- Objective: Recast every line of the items below as a JSON list of strings, one string per line, skipping blank lines and leaving the pictures out.

- Dataset excerpts:
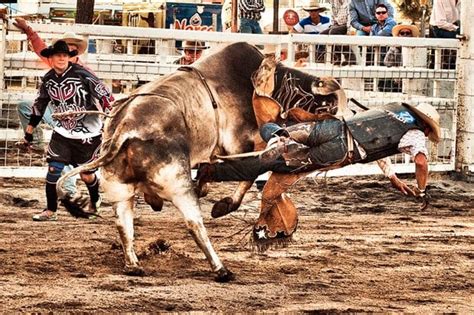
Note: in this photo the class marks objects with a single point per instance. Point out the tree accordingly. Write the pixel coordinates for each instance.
(413, 9)
(84, 11)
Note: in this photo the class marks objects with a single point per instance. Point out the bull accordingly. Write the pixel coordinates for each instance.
(164, 128)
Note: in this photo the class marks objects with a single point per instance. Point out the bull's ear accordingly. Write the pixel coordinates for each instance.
(266, 109)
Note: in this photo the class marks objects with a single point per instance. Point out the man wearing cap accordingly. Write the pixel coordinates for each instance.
(250, 13)
(76, 139)
(314, 23)
(192, 52)
(333, 143)
(362, 14)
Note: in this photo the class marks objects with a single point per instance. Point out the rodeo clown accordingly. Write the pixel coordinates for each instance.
(76, 139)
(333, 143)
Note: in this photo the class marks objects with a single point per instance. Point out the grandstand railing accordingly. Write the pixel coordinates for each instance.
(127, 56)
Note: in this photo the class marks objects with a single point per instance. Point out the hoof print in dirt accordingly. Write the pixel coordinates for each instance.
(224, 207)
(134, 271)
(224, 275)
(24, 203)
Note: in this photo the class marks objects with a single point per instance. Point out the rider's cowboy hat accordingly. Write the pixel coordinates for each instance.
(414, 30)
(314, 6)
(429, 115)
(72, 39)
(194, 45)
(58, 47)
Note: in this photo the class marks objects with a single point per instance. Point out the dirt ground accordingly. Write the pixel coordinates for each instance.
(360, 247)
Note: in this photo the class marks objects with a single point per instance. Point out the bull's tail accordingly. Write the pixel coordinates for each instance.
(109, 151)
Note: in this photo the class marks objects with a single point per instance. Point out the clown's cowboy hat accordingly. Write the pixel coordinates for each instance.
(72, 39)
(429, 115)
(314, 6)
(414, 30)
(58, 47)
(194, 45)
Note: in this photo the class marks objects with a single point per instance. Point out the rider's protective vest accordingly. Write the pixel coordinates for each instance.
(378, 131)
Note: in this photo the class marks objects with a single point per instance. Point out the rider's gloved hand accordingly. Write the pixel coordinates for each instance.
(26, 142)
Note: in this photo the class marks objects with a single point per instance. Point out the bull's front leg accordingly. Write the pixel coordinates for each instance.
(230, 204)
(124, 223)
(189, 207)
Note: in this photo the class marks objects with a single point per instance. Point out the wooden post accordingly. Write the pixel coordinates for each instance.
(235, 8)
(465, 107)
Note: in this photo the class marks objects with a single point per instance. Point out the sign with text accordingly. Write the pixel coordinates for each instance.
(192, 16)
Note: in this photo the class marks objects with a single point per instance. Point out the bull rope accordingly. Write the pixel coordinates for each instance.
(116, 107)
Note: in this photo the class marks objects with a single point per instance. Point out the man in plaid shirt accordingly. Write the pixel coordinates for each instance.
(250, 15)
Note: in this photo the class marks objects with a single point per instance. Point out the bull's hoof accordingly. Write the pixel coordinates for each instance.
(135, 271)
(223, 207)
(224, 275)
(155, 202)
(203, 190)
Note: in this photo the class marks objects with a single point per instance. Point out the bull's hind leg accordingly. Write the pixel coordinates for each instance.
(124, 223)
(189, 207)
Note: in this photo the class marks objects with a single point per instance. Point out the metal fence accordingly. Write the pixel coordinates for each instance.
(125, 57)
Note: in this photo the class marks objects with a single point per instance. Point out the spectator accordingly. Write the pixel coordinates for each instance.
(340, 25)
(444, 18)
(339, 18)
(250, 15)
(192, 52)
(362, 14)
(76, 139)
(394, 54)
(301, 59)
(384, 24)
(314, 23)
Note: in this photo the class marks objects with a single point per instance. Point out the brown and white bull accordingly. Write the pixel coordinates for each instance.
(168, 126)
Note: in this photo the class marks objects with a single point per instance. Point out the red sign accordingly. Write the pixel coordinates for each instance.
(290, 17)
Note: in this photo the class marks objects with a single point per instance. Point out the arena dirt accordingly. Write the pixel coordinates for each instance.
(360, 247)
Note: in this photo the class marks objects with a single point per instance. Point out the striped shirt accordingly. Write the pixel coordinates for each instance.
(308, 27)
(362, 12)
(251, 9)
(340, 12)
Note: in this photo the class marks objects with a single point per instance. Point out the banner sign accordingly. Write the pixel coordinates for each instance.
(193, 16)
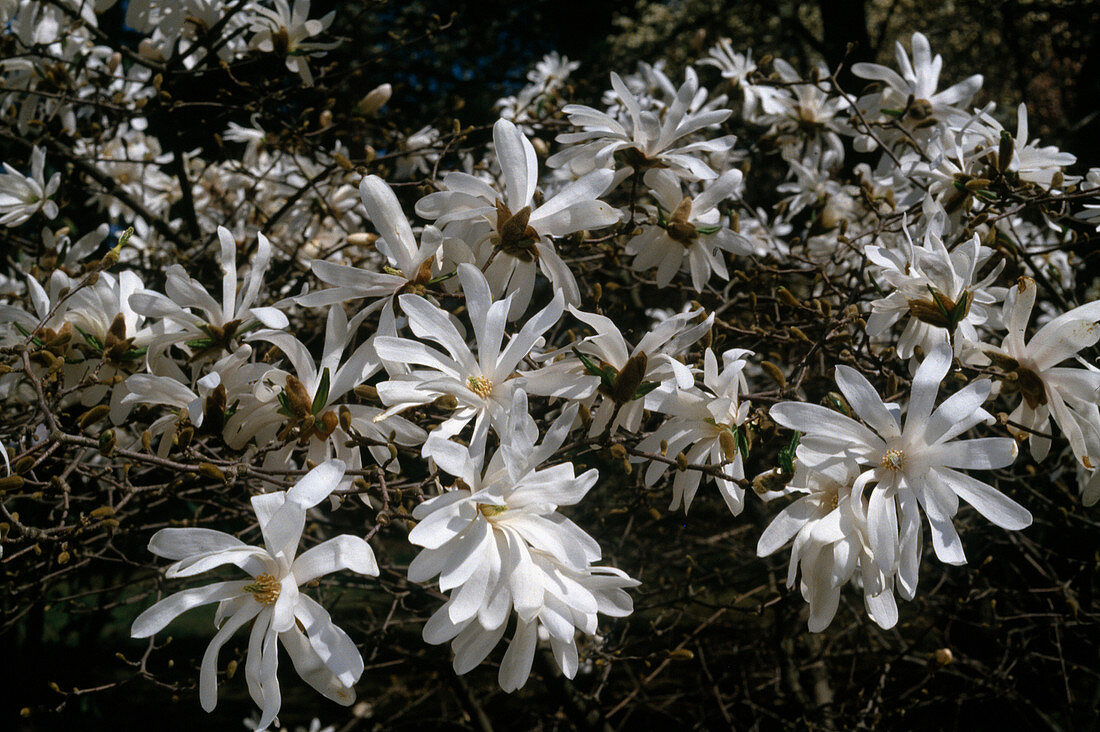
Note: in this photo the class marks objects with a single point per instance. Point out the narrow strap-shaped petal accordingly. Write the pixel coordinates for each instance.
(988, 501)
(208, 670)
(866, 402)
(162, 613)
(343, 552)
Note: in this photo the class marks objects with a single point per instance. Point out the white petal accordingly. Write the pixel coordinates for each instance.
(343, 552)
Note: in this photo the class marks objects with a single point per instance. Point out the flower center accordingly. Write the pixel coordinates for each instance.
(480, 385)
(264, 589)
(893, 460)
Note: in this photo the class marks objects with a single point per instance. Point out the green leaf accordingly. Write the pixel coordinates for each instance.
(285, 408)
(606, 374)
(91, 340)
(321, 397)
(251, 325)
(199, 343)
(645, 389)
(743, 443)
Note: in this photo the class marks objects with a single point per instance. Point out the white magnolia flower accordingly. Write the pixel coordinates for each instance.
(321, 653)
(482, 385)
(1031, 162)
(509, 228)
(910, 467)
(408, 266)
(644, 140)
(937, 291)
(705, 426)
(1067, 394)
(691, 229)
(831, 546)
(738, 69)
(498, 544)
(912, 97)
(22, 196)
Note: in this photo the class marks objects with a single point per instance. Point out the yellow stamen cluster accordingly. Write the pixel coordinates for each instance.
(490, 510)
(480, 385)
(264, 589)
(893, 460)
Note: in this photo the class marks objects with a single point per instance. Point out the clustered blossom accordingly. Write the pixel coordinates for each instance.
(454, 338)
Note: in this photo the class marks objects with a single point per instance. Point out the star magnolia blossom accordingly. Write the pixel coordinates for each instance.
(694, 230)
(481, 385)
(220, 325)
(831, 546)
(912, 467)
(628, 377)
(938, 291)
(408, 266)
(23, 196)
(321, 653)
(914, 89)
(704, 424)
(499, 544)
(1069, 395)
(646, 141)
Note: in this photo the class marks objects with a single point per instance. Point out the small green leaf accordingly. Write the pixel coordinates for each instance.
(605, 377)
(442, 277)
(743, 443)
(251, 325)
(199, 343)
(91, 340)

- Answer for the task:
[
  "Note: in this photo the class marks objects with a single point per instance. Point out the tree accordingly. Write the pixel coordinates for each instance.",
  "(413, 9)",
  "(84, 11)",
  "Note: in this photo the class marks objects with a single point per instance. Point out the bull accordingly. Write the pixel coordinates for each instance.",
  "(164, 128)",
  "Note: in this photo the class marks objects with a single point per instance. Point out the bull's ear accordingly. Write the pixel coordinates for each instance.",
  "(266, 109)",
  "Note: in this photo the class marks objects with a single point per instance. Point out the man wearing cap accordingly. Write the pixel coordinates for each instance.",
  "(250, 13)",
  "(76, 139)",
  "(314, 23)",
  "(192, 52)",
  "(333, 143)",
  "(362, 14)",
  "Note: in this photo the class marks objects with a single point per instance. Point out the rodeo clown accordingly. Write the pixel coordinates for each instance.",
  "(76, 139)",
  "(333, 143)",
  "Note: in this photo the class marks objects with a single point per instance. Point out the grandstand railing accordingly. Write the pixel coordinates for each instance.",
  "(127, 56)",
  "Note: in this photo the class marks objects with a single point per instance. Point out the hoof print in dirt accordingly. Write the pixel coordinates for each instance.",
  "(224, 207)",
  "(134, 271)",
  "(224, 275)",
  "(24, 203)",
  "Note: in this photo the class marks objects with a single point per instance. Point out the rider's cowboy hat accordingly. Write the pixel coordinates for each instance.",
  "(414, 30)",
  "(314, 6)",
  "(429, 115)",
  "(72, 39)",
  "(194, 45)",
  "(58, 47)",
  "Note: in this photo the class marks objects with a single point per instance. Point out the dirt ground accordingly. Write the pixel coordinates for each instance.",
  "(360, 247)",
  "Note: in this photo the class marks objects with a single point per instance. Point out the bull's tail accordingly. Write the pixel coordinates for each instance.",
  "(109, 151)",
  "Note: in this photo the class marks objects with a single point per instance. Point out the clown's cowboy hat accordingly. Write the pixel coordinates for each instance.",
  "(72, 39)",
  "(429, 115)",
  "(314, 6)",
  "(414, 30)",
  "(58, 47)",
  "(194, 45)",
  "Note: in this photo the class marks objects with a single point per instance. Point out the rider's protective vest accordingly. Write the pixel coordinates for each instance.",
  "(378, 131)",
  "Note: in this photo the class marks objects with a single point per instance. Point out the rider's gloved hand accordingly. Write the pixel coordinates for each instance.",
  "(26, 142)",
  "Note: in this photo the class marks objects with a single point per instance. Point out the bull's front leg accordingly. Write the pixel coordinates for each instance.",
  "(230, 204)",
  "(124, 223)",
  "(189, 207)",
  "Note: in this photo the class marks objects with a single point per instance. Point out the wooden post accordingly. Write the pixel coordinates for each instance.",
  "(235, 8)",
  "(465, 107)",
  "Note: in this photo the class marks objects with a single point per instance. Point out the sign with text accordingly. Write the pixel coordinates for each instance.",
  "(192, 16)",
  "Note: in this photo the class marks objects with a single point per instance. Point out the bull rope accordingly. Write the pixel coordinates for each instance.",
  "(116, 107)",
  "Note: in this photo the class marks objects with a single point per instance. Point out the man in plaid shirt accordingly. Write the pixel coordinates for each instance.",
  "(250, 15)",
  "Note: in this photo the class marks objects with a single point per instance. Point out the bull's hoof accordingly. Write the pixel coordinates for each instance.",
  "(135, 271)",
  "(223, 207)",
  "(224, 275)",
  "(155, 202)",
  "(203, 190)",
  "Note: in this photo the class marks objects with a single point per instance. Point out the bull's hind leg accordingly. Write the pixel coordinates for each instance.",
  "(124, 223)",
  "(189, 207)",
  "Note: in this photo the class marks objects with a single point per instance. Point out the metal fence accordingly. Write the pixel coordinates for each instance.",
  "(125, 57)",
  "Note: in this photo the class marks objects with a single point per instance. Point out the spectator accordingly. Write the pixel coordinates for each instance.",
  "(340, 25)",
  "(444, 18)",
  "(339, 18)",
  "(250, 15)",
  "(192, 52)",
  "(362, 14)",
  "(76, 139)",
  "(394, 54)",
  "(301, 59)",
  "(384, 24)",
  "(314, 23)",
  "Note: in this photo the class marks objects with a single point per instance. Point out the brown and white bull accordingly. Write the pixel coordinates for each instance.",
  "(168, 126)",
  "Note: in this photo the class marks objects with a single point per instance. Point out the red sign accordingly. Write the pixel coordinates for each instance.",
  "(290, 17)",
  "Note: in this photo the class marks objects with a single point per instance. Point out the arena dirt accordingly. Write the pixel coordinates for each instance.",
  "(360, 247)",
  "Note: in this photo the class marks objects with a single point per instance. Point out the striped shirt accordingly. Write the pixel coordinates for each instance.",
  "(308, 27)",
  "(362, 12)",
  "(251, 9)",
  "(340, 12)",
  "Note: in this photo the class marks objects with a single point per instance. Point out the banner sign accordingly. Write the pixel coordinates for each instance.",
  "(193, 16)",
  "Note: in this photo the class marks objects with a single point per instance. Point out the narrow strap-shaped petal accordingly. Write the pixel coordinates for each instance.",
  "(988, 501)",
  "(208, 670)",
  "(866, 402)",
  "(162, 613)",
  "(343, 552)",
  "Note: in this photo the class marks objects with a single point per instance. Point out the white petal accordingly. Write the pixel coordinates for each instance.",
  "(343, 552)",
  "Note: in this photo the class marks objects with a single point per instance. Point out the flower center accordingly. Write the pixel coordinates for each instance.",
  "(480, 385)",
  "(264, 589)",
  "(893, 460)",
  "Note: in this photo the class marks objects with a single point per instance. Point out the green leaf accordingly. Write the pixel coordinates for each instance.",
  "(285, 408)",
  "(606, 374)",
  "(91, 340)",
  "(321, 397)",
  "(251, 325)",
  "(199, 343)",
  "(645, 389)",
  "(743, 443)",
  "Note: in this photo the class marks objects with a single point per instance. Point out the white magnolia flower accordingly. Write the pixel coordinates for each instance.",
  "(321, 653)",
  "(482, 385)",
  "(1031, 162)",
  "(509, 228)",
  "(910, 467)",
  "(408, 266)",
  "(644, 140)",
  "(937, 291)",
  "(705, 426)",
  "(1067, 394)",
  "(691, 229)",
  "(831, 546)",
  "(738, 69)",
  "(498, 544)",
  "(912, 97)",
  "(22, 196)",
  "Note: in this photo the class marks objects with a single point per instance. Point out the yellow stamen cluster accordingly. Write the pixel coordinates for each instance.",
  "(490, 510)",
  "(480, 385)",
  "(264, 589)",
  "(893, 460)",
  "Note: in this photo the class marks objects with a single point per instance. Point out the clustered blossom accordingly. Write the pixel coordinates for each instance.",
  "(454, 338)",
  "Note: in this photo the class marks objects with a single point per instance. Point out the star magnolia blossom accordingly. Write the pixel coordinates for each instance.",
  "(694, 230)",
  "(481, 385)",
  "(220, 325)",
  "(831, 546)",
  "(912, 467)",
  "(628, 377)",
  "(938, 291)",
  "(408, 266)",
  "(23, 196)",
  "(321, 653)",
  "(914, 89)",
  "(704, 424)",
  "(499, 544)",
  "(1069, 395)",
  "(646, 141)",
  "Note: in this photo the class marks objects with a single point per instance. Point out the small green leaf accordingly. Write the pixel coordinates for each instance.",
  "(605, 377)",
  "(442, 277)",
  "(743, 443)",
  "(251, 325)",
  "(199, 343)",
  "(91, 340)"
]